From the first entry to the last, repeat them all exactly.

>>

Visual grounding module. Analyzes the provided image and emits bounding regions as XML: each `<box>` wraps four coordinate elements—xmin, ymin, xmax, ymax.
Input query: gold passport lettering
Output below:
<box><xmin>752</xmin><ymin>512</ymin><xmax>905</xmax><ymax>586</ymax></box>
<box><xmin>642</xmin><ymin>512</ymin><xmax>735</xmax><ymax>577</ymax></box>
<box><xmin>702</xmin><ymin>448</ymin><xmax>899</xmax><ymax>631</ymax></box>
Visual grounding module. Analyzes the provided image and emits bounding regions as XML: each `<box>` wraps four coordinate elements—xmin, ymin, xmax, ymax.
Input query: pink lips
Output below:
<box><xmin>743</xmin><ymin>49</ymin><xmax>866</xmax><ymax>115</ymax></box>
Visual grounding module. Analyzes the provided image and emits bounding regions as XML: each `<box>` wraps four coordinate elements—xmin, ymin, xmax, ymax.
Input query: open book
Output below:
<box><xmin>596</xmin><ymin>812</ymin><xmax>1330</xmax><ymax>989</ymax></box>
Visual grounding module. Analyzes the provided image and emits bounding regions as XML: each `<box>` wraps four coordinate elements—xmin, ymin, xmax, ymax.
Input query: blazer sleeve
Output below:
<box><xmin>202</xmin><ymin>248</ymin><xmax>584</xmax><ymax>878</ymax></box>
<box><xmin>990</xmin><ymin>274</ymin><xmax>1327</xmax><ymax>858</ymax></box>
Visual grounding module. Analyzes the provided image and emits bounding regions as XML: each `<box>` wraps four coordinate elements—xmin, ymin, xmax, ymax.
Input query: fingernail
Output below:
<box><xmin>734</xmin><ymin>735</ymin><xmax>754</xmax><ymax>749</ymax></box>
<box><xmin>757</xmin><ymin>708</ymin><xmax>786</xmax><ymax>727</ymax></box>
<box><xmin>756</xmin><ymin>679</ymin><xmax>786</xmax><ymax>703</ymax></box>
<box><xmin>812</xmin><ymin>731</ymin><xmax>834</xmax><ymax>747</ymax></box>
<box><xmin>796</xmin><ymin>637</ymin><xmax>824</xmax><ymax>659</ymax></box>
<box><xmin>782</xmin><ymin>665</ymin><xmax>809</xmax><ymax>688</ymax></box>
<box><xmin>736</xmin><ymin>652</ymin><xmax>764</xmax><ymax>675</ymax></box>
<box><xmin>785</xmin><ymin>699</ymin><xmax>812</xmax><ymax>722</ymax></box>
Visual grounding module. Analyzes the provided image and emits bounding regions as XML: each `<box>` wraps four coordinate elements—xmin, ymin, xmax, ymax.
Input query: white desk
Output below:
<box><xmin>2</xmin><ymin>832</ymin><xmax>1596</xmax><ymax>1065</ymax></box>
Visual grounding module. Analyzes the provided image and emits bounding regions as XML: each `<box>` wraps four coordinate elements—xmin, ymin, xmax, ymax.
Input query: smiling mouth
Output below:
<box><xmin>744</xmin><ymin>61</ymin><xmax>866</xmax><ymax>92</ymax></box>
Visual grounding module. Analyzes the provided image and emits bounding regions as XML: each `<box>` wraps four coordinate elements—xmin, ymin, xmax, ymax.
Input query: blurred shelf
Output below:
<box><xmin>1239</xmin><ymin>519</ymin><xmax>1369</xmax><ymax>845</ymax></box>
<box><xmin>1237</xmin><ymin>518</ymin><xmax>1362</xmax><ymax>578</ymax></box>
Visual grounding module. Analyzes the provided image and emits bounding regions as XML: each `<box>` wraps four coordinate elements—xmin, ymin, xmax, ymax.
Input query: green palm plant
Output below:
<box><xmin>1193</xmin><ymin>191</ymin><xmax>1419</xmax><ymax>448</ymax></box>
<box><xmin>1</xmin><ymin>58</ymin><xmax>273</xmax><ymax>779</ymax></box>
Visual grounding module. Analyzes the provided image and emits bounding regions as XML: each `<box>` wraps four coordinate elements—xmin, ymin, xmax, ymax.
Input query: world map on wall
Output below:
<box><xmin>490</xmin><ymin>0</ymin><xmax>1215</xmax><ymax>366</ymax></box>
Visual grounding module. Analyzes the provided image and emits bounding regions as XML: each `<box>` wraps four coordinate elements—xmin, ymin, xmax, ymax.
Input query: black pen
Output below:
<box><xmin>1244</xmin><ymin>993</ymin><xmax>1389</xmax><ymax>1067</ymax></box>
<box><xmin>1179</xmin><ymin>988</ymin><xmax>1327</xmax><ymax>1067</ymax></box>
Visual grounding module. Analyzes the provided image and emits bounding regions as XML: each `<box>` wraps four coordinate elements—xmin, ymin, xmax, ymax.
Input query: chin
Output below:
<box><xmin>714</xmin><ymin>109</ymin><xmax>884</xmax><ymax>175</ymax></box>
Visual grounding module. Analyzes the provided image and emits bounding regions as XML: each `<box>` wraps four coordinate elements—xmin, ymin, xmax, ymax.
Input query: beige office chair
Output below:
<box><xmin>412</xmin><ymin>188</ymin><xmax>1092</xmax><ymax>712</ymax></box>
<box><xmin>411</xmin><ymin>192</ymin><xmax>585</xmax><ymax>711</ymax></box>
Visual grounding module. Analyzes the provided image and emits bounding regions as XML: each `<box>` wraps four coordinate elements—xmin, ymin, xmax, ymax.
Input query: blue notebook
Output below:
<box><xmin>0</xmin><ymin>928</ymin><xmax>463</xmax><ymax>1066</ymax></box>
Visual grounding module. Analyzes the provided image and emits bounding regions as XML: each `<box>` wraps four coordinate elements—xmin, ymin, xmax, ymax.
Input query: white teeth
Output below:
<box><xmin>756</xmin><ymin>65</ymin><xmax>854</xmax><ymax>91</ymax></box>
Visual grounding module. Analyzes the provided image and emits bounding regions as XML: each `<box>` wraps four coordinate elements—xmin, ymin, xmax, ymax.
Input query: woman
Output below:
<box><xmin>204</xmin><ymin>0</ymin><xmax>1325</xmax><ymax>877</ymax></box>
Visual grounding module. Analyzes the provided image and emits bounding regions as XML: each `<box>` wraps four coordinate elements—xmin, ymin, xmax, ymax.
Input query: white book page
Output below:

<<

--- ANSWER TO THIS PROBLEM ---
Visual grounding module. Analyzes the provided image and emits bounding regions as XML: each `<box>` wraps four coordinate elements—xmin, ymin, xmax, ymax.
Input query: gold passport lettering
Output below:
<box><xmin>752</xmin><ymin>512</ymin><xmax>905</xmax><ymax>586</ymax></box>
<box><xmin>642</xmin><ymin>512</ymin><xmax>735</xmax><ymax>577</ymax></box>
<box><xmin>702</xmin><ymin>448</ymin><xmax>899</xmax><ymax>631</ymax></box>
Visual grounding module. Analyzes the provided image and emits bounding regions as XML: each `<box>` wraps four coordinate elements—xmin, ymin, xmax, ymax.
Input query: pink lips
Output below:
<box><xmin>743</xmin><ymin>49</ymin><xmax>866</xmax><ymax>115</ymax></box>
Visual grounding module. Analyzes the provided image and emits bounding regions as XML: each `<box>` wraps four coordinate elements—xmin, ymin, xmax, ymax.
Input query: open book
Output below:
<box><xmin>596</xmin><ymin>812</ymin><xmax>1330</xmax><ymax>989</ymax></box>
Visual grounding module. Analyzes the provided image and emits bounding regions as XML: each `<box>` wraps four coordinate elements—xmin, ymin, xmax, ymax.
Input query: blazer sleeve
Output below:
<box><xmin>202</xmin><ymin>248</ymin><xmax>584</xmax><ymax>878</ymax></box>
<box><xmin>990</xmin><ymin>274</ymin><xmax>1327</xmax><ymax>858</ymax></box>
Visual grounding module. Analyzes the provided image and emits bounding regions as XML: each `<box>` wraps four coordinate elements—xmin, ymin, xmax, ymax.
Input query: fingernail
Output below:
<box><xmin>734</xmin><ymin>735</ymin><xmax>754</xmax><ymax>749</ymax></box>
<box><xmin>757</xmin><ymin>708</ymin><xmax>786</xmax><ymax>727</ymax></box>
<box><xmin>756</xmin><ymin>679</ymin><xmax>786</xmax><ymax>703</ymax></box>
<box><xmin>812</xmin><ymin>731</ymin><xmax>834</xmax><ymax>747</ymax></box>
<box><xmin>796</xmin><ymin>637</ymin><xmax>824</xmax><ymax>659</ymax></box>
<box><xmin>782</xmin><ymin>665</ymin><xmax>809</xmax><ymax>688</ymax></box>
<box><xmin>736</xmin><ymin>652</ymin><xmax>764</xmax><ymax>675</ymax></box>
<box><xmin>785</xmin><ymin>699</ymin><xmax>812</xmax><ymax>722</ymax></box>
Visual grounding module. Analyzes the provided image and emits bounding regions as XML: each `<box>` wraps four coordinate elements—xmin, ymin, xmax, ymax.
Input query: white desk
Output below:
<box><xmin>2</xmin><ymin>832</ymin><xmax>1596</xmax><ymax>1065</ymax></box>
Visual grounding module. Analyzes the provided image and emits bounding regions as XML: each `<box>` wraps four coordinate elements—xmin, ymin, xmax, ymax.
Input query: smiling mouth
Output below:
<box><xmin>744</xmin><ymin>61</ymin><xmax>866</xmax><ymax>92</ymax></box>
Visual grounding module. Analyzes the provided image and emits bounding regions as XML: each `<box>` wraps four coordinate elements—xmin, ymin, xmax, ymax.
Input query: blurred shelf
Output below:
<box><xmin>1239</xmin><ymin>519</ymin><xmax>1369</xmax><ymax>845</ymax></box>
<box><xmin>1237</xmin><ymin>518</ymin><xmax>1362</xmax><ymax>578</ymax></box>
Visual grounding module. Analyzes the provided image and emits bounding regions as XML: each `<box>` wraps four coordinate elements—xmin, ymin, xmax, ymax.
Input query: green palm plant
Output below:
<box><xmin>1193</xmin><ymin>191</ymin><xmax>1419</xmax><ymax>448</ymax></box>
<box><xmin>1</xmin><ymin>58</ymin><xmax>273</xmax><ymax>779</ymax></box>
Visual grounding module. Analyzes the provided image and emits bounding regions as XML: each `<box>` wraps four coordinate elements—xmin, ymin, xmax, ymax.
Input query: world map on wall
Output below:
<box><xmin>490</xmin><ymin>0</ymin><xmax>1215</xmax><ymax>366</ymax></box>
Visual grounding module. Analyzes the provided image and emits bounding regions as XML: each `<box>` wraps four coordinate elements—xmin, ymin, xmax, ymax.
Input query: black pen
Output below:
<box><xmin>1244</xmin><ymin>993</ymin><xmax>1389</xmax><ymax>1067</ymax></box>
<box><xmin>1179</xmin><ymin>988</ymin><xmax>1327</xmax><ymax>1067</ymax></box>
Visual grounding module. Analyzes the provided image and emits bounding regions as XML: each `<box>` wraps four coordinate elements—xmin, ymin, xmax, ymax.
Input query: chin
Output below:
<box><xmin>714</xmin><ymin>109</ymin><xmax>884</xmax><ymax>175</ymax></box>
Visual grounding module. Analyzes the provided image and emits bounding regions as XML: each `<box>` wraps four coordinate elements—xmin, ymin, xmax, ymax.
Input query: beige office chair
Output below:
<box><xmin>412</xmin><ymin>188</ymin><xmax>1092</xmax><ymax>712</ymax></box>
<box><xmin>411</xmin><ymin>192</ymin><xmax>585</xmax><ymax>711</ymax></box>
Visual grounding module. Analyzes the provided image and emits bounding regions as XML: each `<box>` wraps four coordinate elements—xmin, ymin, xmax, ymax.
Input query: blue notebook
Output below:
<box><xmin>0</xmin><ymin>928</ymin><xmax>463</xmax><ymax>1066</ymax></box>
Visual grounding module. Analyzes the provided image and emits bounding regions as XML: each `<box>` wraps four coordinate elements—xmin, ymin, xmax, ymax.
Input query: white teeth
Output below:
<box><xmin>756</xmin><ymin>65</ymin><xmax>854</xmax><ymax>91</ymax></box>
Visual grounding module. Analyzes the provided image and emits bounding regions as XML: each `<box>` wraps four coordinate elements—xmin, ymin, xmax, ymax.
Input query: woman
Output below:
<box><xmin>204</xmin><ymin>0</ymin><xmax>1325</xmax><ymax>877</ymax></box>
Visual grounding module. Analyzes the provided image and emits bounding regions as XML: each `<box>` wraps four coordinate elements—xmin, ymin, xmax, ymax.
Input query: white book page
Output below:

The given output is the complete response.